Vorliegender Text:

^^^^^^^^^^^^^^^^

# 2 Netzwerkkarten im gleichen Netzwerk



## spex (12. April 2009)

Hi,

hab hier nen Server mit 2 Netzwerkkarten.
Beide hängen am gleichen Netz.

Beim Starten der Kiste werden die zusätzlichen IP Adressen zu den Interfaces hinzugefügt.


> #!/bin/sh
> if [ "$1" = "start" ]; then
> ip addr add 85.25.xxx.xx1/32 dev eth1
> ip addr add 85.25.xxx.xx2/32 dev eth0
> ...



Hier die Datei /etc/network/interfaces



> auto eth0
> iface eth0 inet static
> address 85.25.xxx.xx2
> network 85.25.73.64
> ...



Nun laufen aber alle Anfragen an die IP von der Karte eth1 an die Karte eth0.
Woran kanns liegen?

IFCOnfig sagt:


> eth0      Protokoll:Ethernet  Hardware Adresse 00:400:xx:xx:xx
> inet Adresse:85.25.xxx.xx2  Bcast:85.25.73.127  Maske:255.255.255.192
> UP BROADCAST RUNNING MULTICAST  MTU:1500  Metric:1
> RX packets:345829 errors:0 dropped:0 overruns:0 frame:0
> ...


Is ne Kiste von ServerLoft.

Gruß


----------



## Dennis Wronka (14. April 2009)

^^^^^^^^^^^^^^^^

Daten zur Prüfung:
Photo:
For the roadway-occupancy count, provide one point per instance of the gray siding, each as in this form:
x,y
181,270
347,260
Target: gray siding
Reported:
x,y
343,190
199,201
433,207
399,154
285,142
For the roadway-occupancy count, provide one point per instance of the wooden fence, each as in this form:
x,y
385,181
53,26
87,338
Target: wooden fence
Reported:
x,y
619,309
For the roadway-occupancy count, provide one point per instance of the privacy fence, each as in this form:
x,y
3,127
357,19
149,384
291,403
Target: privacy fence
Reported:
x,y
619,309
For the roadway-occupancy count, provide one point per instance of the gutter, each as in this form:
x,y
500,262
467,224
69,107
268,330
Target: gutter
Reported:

^^^^^^^^^^^^^^^^

Aufgabenliste:
A - Kopiere aus dem Forenthread zu den zwei Netzwerkkarten den Abschnitt von „hab hier nen“ bis einschließlich „den Interfaces hinzugefügt.“ wortgetreu.
B - Setze den Forenthread zu den zwei Netzwerkkarten bitte nach seinem letzten Satz fort.

Lösungen:
A -
hab hier nen Server mit 2 Netzwerkkarten.
Beide hängen am gleichen Netz.

Beim Starten der Kiste werden die zusätzlichen IP Adressen zu den Interfaces hinzugefügt.

B -
Ich hab grad mal kurz getestet und bei einem Ping folgendes beobachtet:
Der Echo-Request geht an eth1 ein, die Echo-Response wird aber von eth0 gesendet.

Hab grad nicht viel Zeit zum rumtesten. Werde aber mal schauen dass ich spaeter noch was Zeit finde.


----------



## spex (14. April 2009)

Kann es sein das der Kernel den ersten Eintrag in der Routing Tabelle verwendet um die Pakete zu versenden? Würde zumindest Sin ergeben.
Und als erstes steht eben eth0, logischerweise.

Was könnte ich dagegen unternehmen?

Im Anhang findest du eine Statistik zum Traffic von eth0. Bei eth1 ist halt nix zu sehen, komischerweise aber auch kein eingehender Traffic.

Die Spitzen sind MySQL-Zugriffe bei denen ein gewisser Dienst Teile der Datenbank in den RAM lädt. Das möchte ich halt gerne über eth1 laufen lassen, da es sowieso intern vom Rechenzentrum bleibt. Ist nicht die feine Art aber für unsere Zwecke reicht es aus und leider Gottes bietet ServerLoft keine Möglichkeit die Dinger in ein Rack zu stopfen um sie dann ausschließlich untereinander zu vernetzen. Was mich dann warscheinlich trotzdem hierher geführt hätte 8D.

Danke auf jeden Fall schonmal für die Antwort.

// EDIT: Hab hier schonmal was Interessantes gefunden.
Weiß aber nicht ob es zur Lösung beiträgt, ich schaus mir einfach mal an. http://www.pro-linux.de/t_netzwerk/routing.html
Siehe: Punkt 3. Routing

// EDIT:

Ok, ich muss offenbar für jedes Interface ein eigenes Netzwerk definieren damit sie unterschieden werden können.
Tja, führt wohl kein Weg dranne vorbei bei ServerLoft anzufragen.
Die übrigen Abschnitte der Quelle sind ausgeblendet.